═════ INPUT MATERIAL

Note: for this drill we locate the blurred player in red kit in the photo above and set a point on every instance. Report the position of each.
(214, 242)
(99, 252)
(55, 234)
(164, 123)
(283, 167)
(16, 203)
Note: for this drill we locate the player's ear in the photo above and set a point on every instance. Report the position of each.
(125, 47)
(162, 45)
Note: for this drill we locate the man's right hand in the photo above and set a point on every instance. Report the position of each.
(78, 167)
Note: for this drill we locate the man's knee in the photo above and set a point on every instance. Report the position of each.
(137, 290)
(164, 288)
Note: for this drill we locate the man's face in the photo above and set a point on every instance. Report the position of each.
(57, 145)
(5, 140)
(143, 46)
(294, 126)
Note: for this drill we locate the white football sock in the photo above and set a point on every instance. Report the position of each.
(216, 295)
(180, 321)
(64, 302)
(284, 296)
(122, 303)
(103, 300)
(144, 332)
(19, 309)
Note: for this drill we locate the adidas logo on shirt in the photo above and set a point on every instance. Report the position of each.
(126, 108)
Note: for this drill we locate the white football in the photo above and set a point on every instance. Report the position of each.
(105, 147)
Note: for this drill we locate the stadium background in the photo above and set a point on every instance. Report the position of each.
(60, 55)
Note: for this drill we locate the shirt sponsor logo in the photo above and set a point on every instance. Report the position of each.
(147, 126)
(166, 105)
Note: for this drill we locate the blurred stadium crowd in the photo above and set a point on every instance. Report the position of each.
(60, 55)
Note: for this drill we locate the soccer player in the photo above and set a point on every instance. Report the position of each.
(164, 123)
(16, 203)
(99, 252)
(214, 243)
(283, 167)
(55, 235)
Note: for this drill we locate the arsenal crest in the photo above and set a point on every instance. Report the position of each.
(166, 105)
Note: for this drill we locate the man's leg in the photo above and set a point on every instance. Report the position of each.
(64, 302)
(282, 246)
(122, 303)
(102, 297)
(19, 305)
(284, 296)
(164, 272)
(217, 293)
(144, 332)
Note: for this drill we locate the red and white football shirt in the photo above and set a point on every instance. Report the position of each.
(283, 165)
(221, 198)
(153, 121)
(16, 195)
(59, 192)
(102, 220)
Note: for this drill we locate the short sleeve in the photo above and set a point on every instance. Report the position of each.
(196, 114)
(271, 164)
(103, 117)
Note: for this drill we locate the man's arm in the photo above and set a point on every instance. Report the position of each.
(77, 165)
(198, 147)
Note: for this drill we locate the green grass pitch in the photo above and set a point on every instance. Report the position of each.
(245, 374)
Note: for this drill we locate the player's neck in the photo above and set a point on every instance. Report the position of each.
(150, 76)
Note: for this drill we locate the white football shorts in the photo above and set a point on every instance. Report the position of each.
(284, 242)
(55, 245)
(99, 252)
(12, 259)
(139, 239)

══════════
═════ INPUT MATERIAL

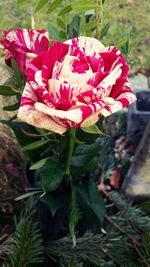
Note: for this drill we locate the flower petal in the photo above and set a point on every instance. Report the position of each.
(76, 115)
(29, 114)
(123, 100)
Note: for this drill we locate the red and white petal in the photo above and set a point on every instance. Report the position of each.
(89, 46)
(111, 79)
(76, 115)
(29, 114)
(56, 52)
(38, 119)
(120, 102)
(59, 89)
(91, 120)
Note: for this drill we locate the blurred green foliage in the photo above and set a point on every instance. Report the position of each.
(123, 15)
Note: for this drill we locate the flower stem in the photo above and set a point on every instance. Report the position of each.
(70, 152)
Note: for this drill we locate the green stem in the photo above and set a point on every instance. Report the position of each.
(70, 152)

══════════
═════ INPUT MATERIAL

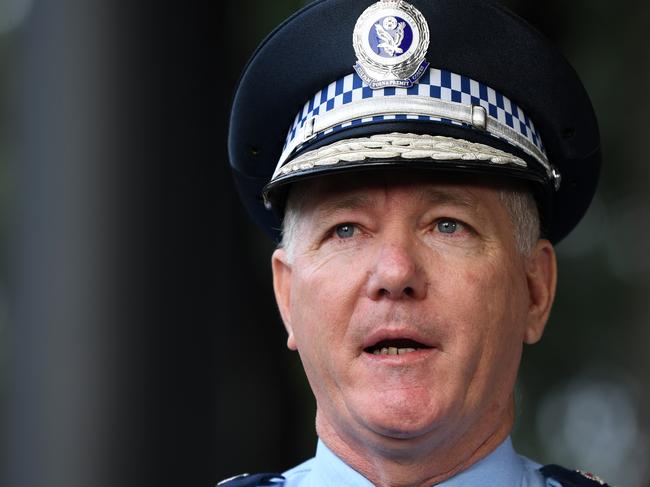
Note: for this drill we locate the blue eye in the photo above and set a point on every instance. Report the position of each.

══════════

PROBLEM REQUIREMENTS: Give only the number of lines above that contain the string "logo". Uppercase and lowercase count as different.

TASK SOLUTION: 2